== RECORD EXCERPTS

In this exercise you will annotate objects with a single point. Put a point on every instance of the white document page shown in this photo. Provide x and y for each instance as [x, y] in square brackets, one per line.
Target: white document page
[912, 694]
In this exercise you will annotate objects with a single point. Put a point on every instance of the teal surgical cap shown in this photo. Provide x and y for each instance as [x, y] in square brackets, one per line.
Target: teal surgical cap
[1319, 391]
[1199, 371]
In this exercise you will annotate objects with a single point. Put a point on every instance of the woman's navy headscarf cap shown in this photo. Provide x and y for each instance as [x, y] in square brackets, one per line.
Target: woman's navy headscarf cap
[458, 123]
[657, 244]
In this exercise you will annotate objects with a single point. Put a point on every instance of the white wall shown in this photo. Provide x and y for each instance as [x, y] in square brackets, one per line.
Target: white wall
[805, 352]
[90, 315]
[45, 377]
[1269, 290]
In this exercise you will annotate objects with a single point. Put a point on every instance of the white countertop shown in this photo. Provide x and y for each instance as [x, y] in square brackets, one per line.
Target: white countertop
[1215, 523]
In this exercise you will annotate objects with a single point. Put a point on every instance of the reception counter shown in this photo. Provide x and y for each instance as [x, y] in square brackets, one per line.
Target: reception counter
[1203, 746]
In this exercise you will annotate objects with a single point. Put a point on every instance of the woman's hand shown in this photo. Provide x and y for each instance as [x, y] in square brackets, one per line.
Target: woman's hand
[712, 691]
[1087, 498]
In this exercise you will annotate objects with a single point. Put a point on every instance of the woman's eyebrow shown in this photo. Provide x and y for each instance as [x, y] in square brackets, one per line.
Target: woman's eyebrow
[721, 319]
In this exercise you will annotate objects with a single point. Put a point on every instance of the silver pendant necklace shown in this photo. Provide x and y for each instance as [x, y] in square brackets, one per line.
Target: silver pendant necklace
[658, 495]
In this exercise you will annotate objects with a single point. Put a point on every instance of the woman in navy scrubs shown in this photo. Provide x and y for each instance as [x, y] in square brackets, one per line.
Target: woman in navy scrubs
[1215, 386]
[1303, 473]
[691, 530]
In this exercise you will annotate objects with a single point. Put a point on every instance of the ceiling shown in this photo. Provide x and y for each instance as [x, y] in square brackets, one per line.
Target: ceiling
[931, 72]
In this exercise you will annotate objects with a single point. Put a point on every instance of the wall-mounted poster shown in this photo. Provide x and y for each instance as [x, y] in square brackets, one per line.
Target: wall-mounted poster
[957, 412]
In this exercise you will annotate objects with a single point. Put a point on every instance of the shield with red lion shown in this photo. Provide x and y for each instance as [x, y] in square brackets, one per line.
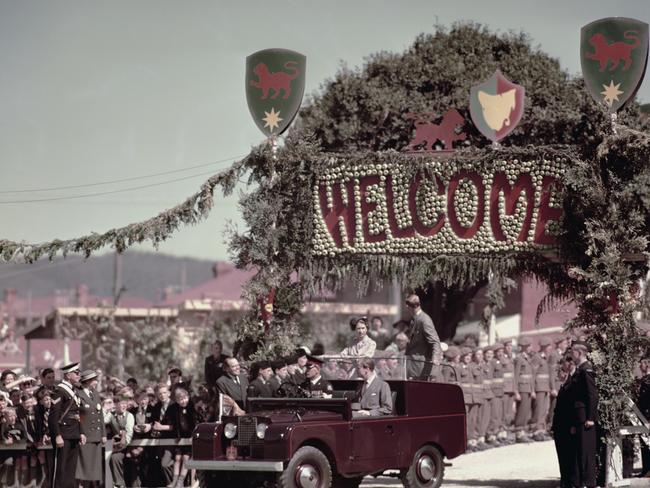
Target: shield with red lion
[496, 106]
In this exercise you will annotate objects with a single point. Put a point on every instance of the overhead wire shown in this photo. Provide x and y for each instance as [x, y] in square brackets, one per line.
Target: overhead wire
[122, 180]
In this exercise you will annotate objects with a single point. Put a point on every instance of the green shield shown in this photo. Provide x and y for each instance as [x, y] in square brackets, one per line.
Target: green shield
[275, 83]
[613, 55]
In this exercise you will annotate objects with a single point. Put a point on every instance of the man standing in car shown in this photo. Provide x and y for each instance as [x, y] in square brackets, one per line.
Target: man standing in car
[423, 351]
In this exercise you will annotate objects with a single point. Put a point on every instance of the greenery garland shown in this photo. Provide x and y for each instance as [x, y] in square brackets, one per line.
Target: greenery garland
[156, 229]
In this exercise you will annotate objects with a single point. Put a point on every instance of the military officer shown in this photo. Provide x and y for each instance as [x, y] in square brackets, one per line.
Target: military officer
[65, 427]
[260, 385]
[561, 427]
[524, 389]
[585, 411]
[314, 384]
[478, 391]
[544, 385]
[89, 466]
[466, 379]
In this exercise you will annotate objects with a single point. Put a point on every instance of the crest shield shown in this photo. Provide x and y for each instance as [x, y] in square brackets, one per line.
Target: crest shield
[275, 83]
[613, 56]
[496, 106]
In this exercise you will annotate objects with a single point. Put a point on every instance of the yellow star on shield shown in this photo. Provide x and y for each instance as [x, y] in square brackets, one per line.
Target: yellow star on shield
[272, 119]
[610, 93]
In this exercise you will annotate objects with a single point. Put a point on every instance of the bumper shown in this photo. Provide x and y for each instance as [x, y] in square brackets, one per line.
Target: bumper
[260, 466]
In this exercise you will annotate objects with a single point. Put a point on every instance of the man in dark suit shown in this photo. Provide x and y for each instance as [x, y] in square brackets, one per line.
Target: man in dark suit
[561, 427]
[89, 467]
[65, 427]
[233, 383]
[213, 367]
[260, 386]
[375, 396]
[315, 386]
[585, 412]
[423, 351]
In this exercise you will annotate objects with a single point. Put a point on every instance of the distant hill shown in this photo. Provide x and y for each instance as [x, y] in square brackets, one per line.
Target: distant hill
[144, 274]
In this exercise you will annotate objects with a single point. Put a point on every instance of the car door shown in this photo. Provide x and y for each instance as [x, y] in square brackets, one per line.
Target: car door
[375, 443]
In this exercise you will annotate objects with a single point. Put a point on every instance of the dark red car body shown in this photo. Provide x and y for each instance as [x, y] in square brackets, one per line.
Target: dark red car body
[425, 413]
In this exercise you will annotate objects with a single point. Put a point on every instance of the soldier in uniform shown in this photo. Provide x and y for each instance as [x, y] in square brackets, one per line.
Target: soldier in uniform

====
== RECORD EXCERPTS

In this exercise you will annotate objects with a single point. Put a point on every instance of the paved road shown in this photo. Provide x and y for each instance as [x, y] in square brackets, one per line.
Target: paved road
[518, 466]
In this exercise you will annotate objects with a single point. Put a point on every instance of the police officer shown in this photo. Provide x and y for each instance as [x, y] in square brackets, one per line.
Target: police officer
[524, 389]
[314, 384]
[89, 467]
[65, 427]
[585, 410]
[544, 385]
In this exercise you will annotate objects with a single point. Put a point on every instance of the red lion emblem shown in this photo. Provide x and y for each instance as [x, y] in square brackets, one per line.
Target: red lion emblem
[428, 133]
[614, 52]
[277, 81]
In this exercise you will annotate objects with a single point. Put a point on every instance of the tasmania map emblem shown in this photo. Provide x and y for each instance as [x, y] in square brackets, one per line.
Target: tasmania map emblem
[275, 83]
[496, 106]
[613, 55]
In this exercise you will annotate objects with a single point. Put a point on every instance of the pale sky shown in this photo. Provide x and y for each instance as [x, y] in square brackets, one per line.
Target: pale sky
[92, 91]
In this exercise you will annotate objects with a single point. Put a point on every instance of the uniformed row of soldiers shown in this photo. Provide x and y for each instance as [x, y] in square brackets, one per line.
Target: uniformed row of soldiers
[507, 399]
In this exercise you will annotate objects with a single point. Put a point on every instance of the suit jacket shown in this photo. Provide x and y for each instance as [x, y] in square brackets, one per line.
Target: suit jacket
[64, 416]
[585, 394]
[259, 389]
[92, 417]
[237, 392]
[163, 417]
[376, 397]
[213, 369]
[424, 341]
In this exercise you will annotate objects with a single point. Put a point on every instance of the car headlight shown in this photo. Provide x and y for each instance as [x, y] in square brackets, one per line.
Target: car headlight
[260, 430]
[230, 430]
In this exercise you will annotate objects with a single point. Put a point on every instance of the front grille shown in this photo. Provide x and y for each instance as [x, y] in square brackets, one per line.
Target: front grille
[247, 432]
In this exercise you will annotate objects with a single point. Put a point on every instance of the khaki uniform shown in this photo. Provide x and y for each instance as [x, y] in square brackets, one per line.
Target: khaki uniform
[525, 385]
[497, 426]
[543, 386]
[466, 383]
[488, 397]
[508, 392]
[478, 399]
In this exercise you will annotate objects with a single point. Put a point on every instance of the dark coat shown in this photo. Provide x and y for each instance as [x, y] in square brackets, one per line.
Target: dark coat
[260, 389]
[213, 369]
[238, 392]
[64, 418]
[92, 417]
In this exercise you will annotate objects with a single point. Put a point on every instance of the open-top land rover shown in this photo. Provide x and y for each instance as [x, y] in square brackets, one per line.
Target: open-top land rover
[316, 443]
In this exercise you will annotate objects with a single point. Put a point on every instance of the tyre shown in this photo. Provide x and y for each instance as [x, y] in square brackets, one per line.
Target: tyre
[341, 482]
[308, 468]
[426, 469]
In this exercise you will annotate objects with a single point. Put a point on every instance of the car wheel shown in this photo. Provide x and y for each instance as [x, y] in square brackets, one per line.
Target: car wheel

====
== RECORD EXCERPTS

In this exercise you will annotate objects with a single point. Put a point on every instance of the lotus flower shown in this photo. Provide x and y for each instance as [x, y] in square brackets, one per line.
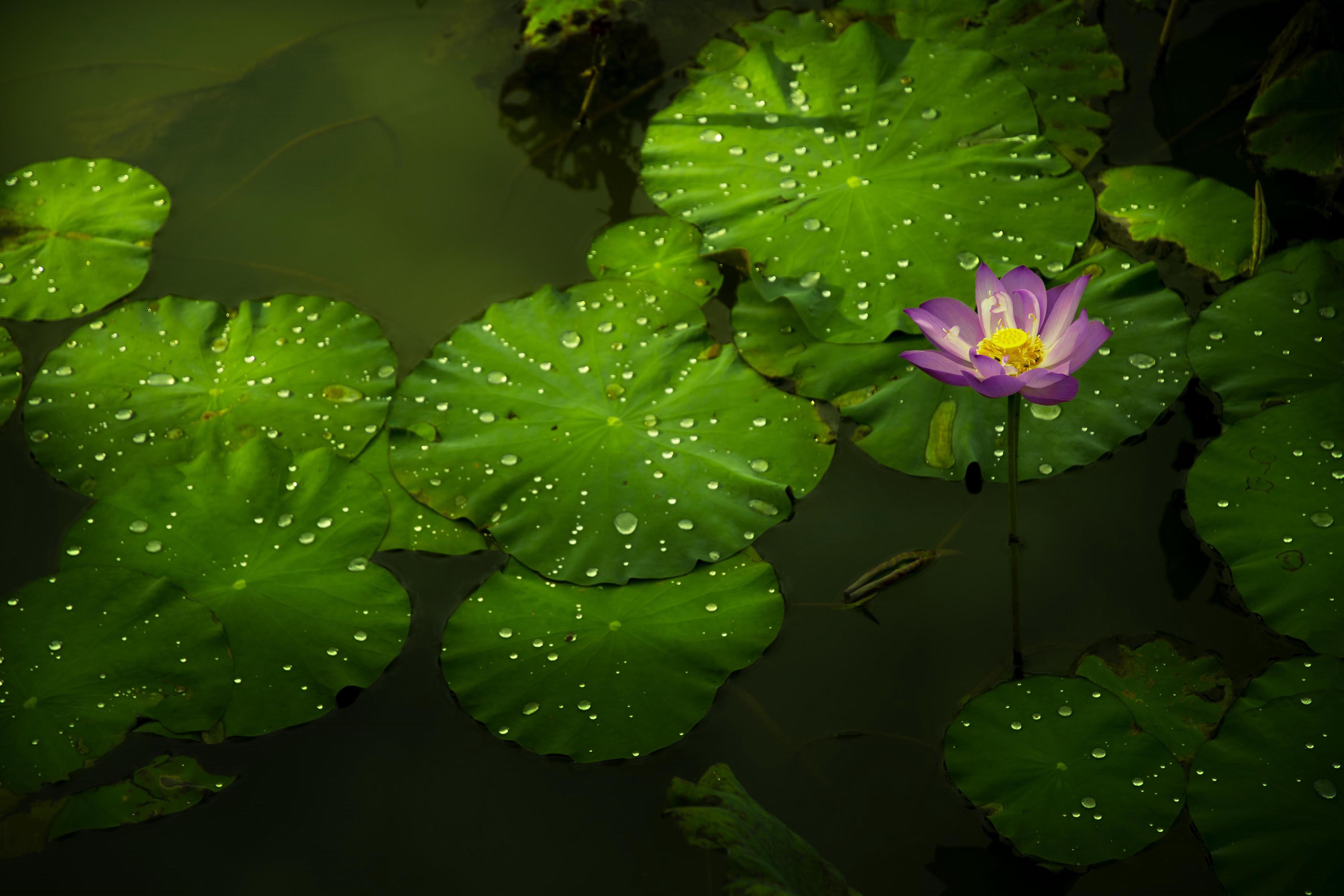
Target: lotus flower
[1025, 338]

====

■ INSTRUCTIONS FOR THE TASK
Copy the material above word for word, starting at the line with "of the lotus" and continuing up to and including the line with "[1025, 338]". Leave out the pictures.

■ FINAL ANSWER
In this exercise you will annotate objects with a single point. Put a point on every instance of the lotus flower shown in this photo. Provide x and y for each instance as [x, y] in square brackets, one per line.
Target: lotus flower
[1025, 338]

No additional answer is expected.